> **Activity**
When you copy the records, keep every word exact and leave the pictures out.

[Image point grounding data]
= = = =
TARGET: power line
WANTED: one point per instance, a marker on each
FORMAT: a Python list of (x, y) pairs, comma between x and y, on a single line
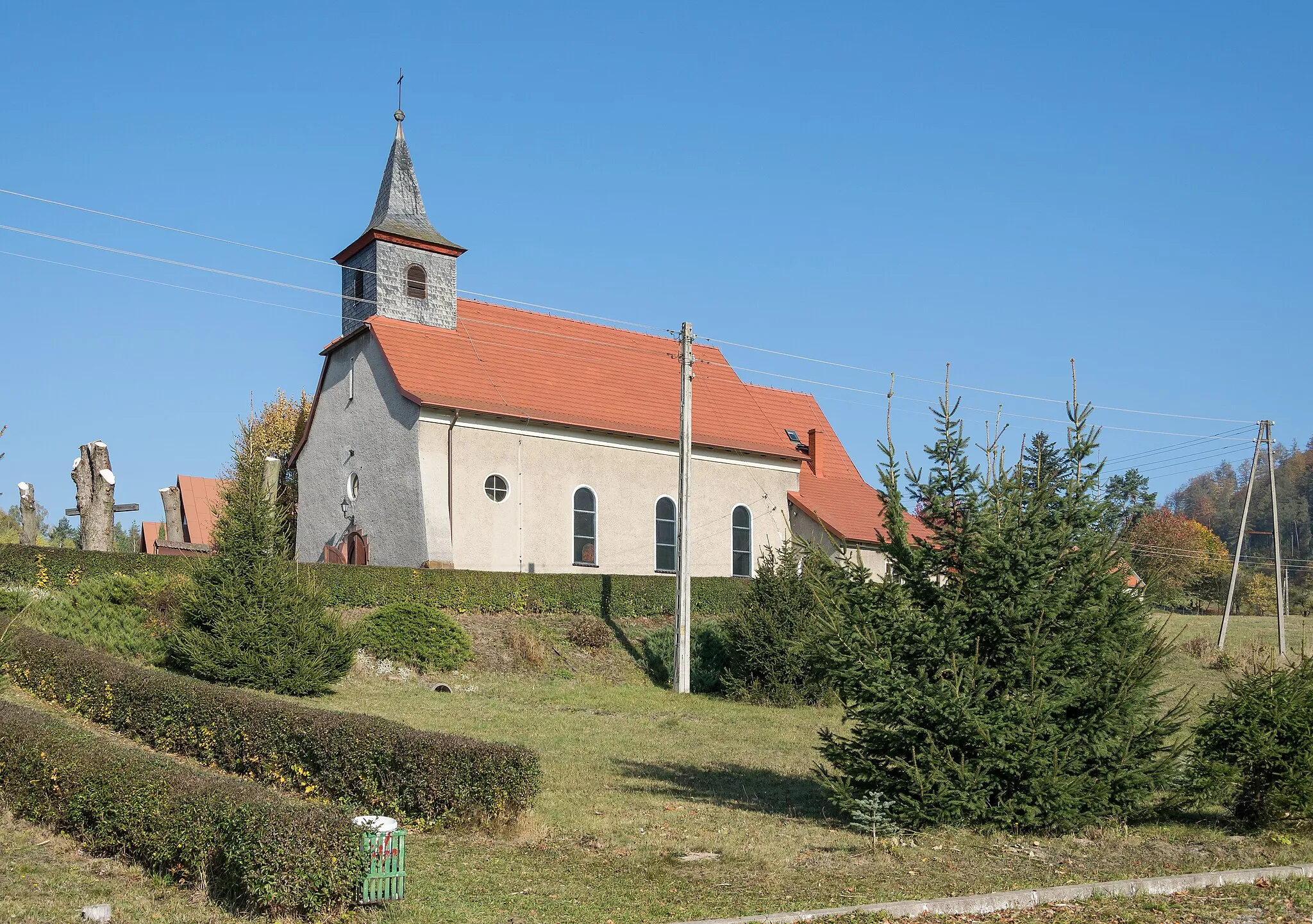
[(1177, 445), (981, 410), (299, 256), (185, 265), (796, 356), (166, 227), (966, 388), (171, 285)]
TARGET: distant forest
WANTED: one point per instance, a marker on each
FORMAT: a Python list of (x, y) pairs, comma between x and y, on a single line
[(1217, 497)]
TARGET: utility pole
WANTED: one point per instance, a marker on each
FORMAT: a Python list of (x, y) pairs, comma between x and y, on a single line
[(1240, 540), (1264, 438), (683, 586), (1276, 545)]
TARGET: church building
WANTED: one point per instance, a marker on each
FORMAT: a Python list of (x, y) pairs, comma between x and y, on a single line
[(455, 433)]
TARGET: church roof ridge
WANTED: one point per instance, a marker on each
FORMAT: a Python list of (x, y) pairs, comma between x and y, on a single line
[(399, 208)]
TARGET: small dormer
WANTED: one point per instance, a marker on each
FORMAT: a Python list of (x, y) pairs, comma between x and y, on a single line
[(401, 267)]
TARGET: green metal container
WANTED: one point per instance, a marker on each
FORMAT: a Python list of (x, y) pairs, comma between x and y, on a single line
[(387, 877)]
= = = =
> **Response box**
TARGET: power line
WANTED: one point per instance, a marker on each
FORMAT: a Python list of (x, y) pairs, comma between x and y, on a single line
[(1177, 445), (981, 410), (299, 256), (185, 265), (796, 356), (166, 227), (966, 388), (171, 285)]
TARGET: distant forest
WANTED: one point per instance, a marker on each
FORMAT: a Python list of (x, y) pairs, comma between x and y, on a single line
[(1217, 497)]
TARGET: utility pole
WANTED: one point per instance, a marker on each
FORMAT: a Python list of (x, y) pairs, comma between x and y, on a single line
[(1240, 540), (1264, 438), (683, 586), (1276, 545)]
TARGET: church building
WANTED: one point per instance, a marker on each
FORMAT: a Python list of (x, y) pairs, comma between x and y, on a single line
[(455, 433)]
TARGET: church roof ridge
WANTED: one point per instance, a marker on each
FORMAT: a Python list of (x, y) pairs, comma between x and y, on a single line
[(399, 208)]
TARGET: small dormer
WANTED: one point per instance, a marker on each
FORMAT: a Python list of (x, y) pairs, comma between x and y, on a single line
[(401, 267)]
TARGET: green metal container
WANTED: one point per instance, a marker on each
FORMAT: a Python list of (x, y) pairs, comma between x and y, on a single line
[(387, 877)]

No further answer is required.